Task to complete
Repeat every record below exactly as written.

Recorded data
##########
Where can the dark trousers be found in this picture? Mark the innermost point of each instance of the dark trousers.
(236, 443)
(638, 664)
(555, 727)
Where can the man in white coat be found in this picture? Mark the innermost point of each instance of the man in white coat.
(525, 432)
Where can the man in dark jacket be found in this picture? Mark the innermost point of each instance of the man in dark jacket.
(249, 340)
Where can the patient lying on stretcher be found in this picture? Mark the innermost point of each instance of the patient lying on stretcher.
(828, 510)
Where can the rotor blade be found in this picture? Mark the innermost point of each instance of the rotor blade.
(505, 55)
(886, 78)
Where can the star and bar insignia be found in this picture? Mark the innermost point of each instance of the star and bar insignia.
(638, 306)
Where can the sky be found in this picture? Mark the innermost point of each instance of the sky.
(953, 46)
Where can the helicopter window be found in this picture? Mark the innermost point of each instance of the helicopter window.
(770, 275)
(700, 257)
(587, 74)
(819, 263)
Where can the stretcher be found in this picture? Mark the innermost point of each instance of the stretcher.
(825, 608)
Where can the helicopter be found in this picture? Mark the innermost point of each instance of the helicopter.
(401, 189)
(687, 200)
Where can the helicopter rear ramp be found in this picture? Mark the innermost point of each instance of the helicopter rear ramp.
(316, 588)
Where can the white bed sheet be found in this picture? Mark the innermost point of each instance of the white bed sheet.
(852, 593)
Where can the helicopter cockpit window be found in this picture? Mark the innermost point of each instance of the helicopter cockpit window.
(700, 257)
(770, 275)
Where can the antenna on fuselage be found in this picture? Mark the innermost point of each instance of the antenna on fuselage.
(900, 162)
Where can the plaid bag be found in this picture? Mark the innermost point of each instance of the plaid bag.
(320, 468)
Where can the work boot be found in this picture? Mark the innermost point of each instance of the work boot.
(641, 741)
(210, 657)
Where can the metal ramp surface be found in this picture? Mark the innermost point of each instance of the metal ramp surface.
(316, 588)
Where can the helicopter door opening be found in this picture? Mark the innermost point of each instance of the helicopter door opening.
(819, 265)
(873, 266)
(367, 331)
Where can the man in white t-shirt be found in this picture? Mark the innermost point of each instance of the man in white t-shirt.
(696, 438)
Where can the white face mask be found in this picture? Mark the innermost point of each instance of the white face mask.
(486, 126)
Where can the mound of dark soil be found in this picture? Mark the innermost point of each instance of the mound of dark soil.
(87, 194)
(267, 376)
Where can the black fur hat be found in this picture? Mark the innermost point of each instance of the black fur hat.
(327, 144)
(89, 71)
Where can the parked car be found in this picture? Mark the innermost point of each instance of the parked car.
##########
Task result
Where can the dark trousers be found in this picture? Mark the innermost point of each instance of the dark trousers.
(236, 443)
(638, 664)
(555, 727)
Where can the man in white coat be found in this picture? Mark the innermost point of each instance of the man in white coat.
(525, 432)
Where can the man in dark jacket be found in this picture? Mark the innermost point of each instance of the man in dark jacket.
(249, 340)
Where can the patient lying on stretcher be found in this picture? Mark the innermost point of each instance of the patient lying on stretcher.
(828, 510)
Where can the rotor blade be found in this picture? Mark the innermost point of each instance of the rotor blade.
(505, 55)
(886, 78)
Where can the star and bar insignia be found in this picture? Mark the innermost point of each instance of the star and bar insignia.
(638, 306)
Where can the sky be found in this picture? Mark the innermost point of each instance of the sky.
(953, 46)
Where can the helicopter window be found in this picture? Mark the innermost point of each instance of the helicopter window.
(770, 275)
(700, 257)
(587, 74)
(819, 263)
Where can the stretcher be found in this picture? Mark the innermost point of each instance of the stretcher.
(825, 608)
Where can the helicopter be found in this picture? Mark the innermost point of each instance of the helicopter.
(401, 189)
(687, 200)
Where can the helicopter rear ramp be found in this picture? Mark the innermost point of each instance of the helicopter rear ramp.
(316, 588)
Where can the white bed sheet be found in this picture? Mark the innermost point of each instance of the white bed sheet.
(852, 593)
Where can the helicopter cockpit window be found in this picture? Mark the innermost point of each instance of the helicopter cockpit window.
(700, 257)
(770, 275)
Where can the antenna on fuselage be found in this picture? Mark the innermost point of each instance of the antenna on fuselage.
(900, 162)
Where can the plaid bag be found in this picture? Mark the innermost point of each instance of the plaid bag.
(320, 468)
Where can the work boot be found in this picture? Mark the innermost point of each instance of the work boot.
(641, 741)
(210, 657)
Where can the metal ramp surface be found in this picture? Mark the innermost point of each instance of the metal ramp surface.
(316, 588)
Where can the helicopter door opening be found in this picture? Mark the innermost point of each instance of the helicopter door opening.
(819, 265)
(873, 266)
(367, 331)
Where can the man in white t-shirt be found in this picture? Mark the innermost point of each instance of the man in white t-shirt.
(696, 438)
Where can the white face mask be found in this picture? Mark the innermost point of each instance of the white face mask.
(486, 126)
Where can the mound of dark soil be found in this picture? Mark the innermost point of each instance of the mound of dark soil.
(87, 194)
(267, 376)
Where can the black fur hat be found in this picture? Mark the innermost point of each instance of the black fur hat.
(327, 144)
(89, 71)
Where can the parked car be found in this picture? Mark the innermost point of each instance of the parked car.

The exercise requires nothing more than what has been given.